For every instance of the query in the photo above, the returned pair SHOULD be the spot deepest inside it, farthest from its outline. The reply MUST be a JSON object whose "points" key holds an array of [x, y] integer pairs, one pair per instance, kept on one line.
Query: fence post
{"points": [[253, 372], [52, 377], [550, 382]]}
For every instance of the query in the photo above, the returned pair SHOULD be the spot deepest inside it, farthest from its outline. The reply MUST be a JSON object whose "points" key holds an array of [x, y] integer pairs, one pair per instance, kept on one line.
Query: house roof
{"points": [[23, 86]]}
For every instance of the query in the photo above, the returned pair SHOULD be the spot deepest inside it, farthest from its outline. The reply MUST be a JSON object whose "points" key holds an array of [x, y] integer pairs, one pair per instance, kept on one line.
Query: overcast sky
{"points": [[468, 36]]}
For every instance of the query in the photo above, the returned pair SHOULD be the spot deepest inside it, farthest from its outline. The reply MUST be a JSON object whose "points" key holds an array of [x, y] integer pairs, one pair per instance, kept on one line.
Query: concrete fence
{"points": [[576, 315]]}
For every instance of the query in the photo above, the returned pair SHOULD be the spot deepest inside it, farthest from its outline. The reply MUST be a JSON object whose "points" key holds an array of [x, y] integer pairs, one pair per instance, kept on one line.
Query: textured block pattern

——

▶ GIVEN EXERCISE: Reproduce all of the records above, replacing each occurrence of "outline" with "boundary" and leaving every other word unchanged.

▶ ANSWER TO THIS PROBLEM:
For every instance of the query in the photo above, the returned pair SHOULD be the spot deepest inside it, farthest from its boundary. The reply MUST be a JSON object whose "points" key holds an array of [x, y] integer pairs, one pair per instance, kept on one line.
Query: fence post
{"points": [[253, 372], [52, 377], [550, 382]]}
For every instance of the query in the photo above, the returned pair SHOULD be the spot deepest inside it, farthest from its boundary. The reply MUST be a JSON object whose "points" key holds an array of [x, y] integer pairs, one pair per instance, kept on one line.
Query: house roof
{"points": [[23, 86]]}
For every instance of the query in the photo above, the returned pair SHOULD be the spot deepest inside it, farthest from its boundary. The reply MUST be a JSON object whose "points" key holds an array of [x, y] integer pairs, one pair per instance, kept on one line.
Query: overcast sky
{"points": [[468, 36]]}
For every instance of the query in the photo above, the returned pair SHOULD be the spot deepest inside it, farthest from its boundary. The reply MUST be a JSON object whose "points" key holds an array of [x, y] integer pairs, one pair per instance, kept on one line.
Query: concrete fence
{"points": [[576, 315]]}
For every instance of the query in the photo above, the returned pair SHOULD be the spot deepest inside it, farthest from its boundary. The reply MUST be a JSON object whose "points" key holds an array of [x, y] integer pairs, one pair per instance, kept on one line.
Query: textured block pattern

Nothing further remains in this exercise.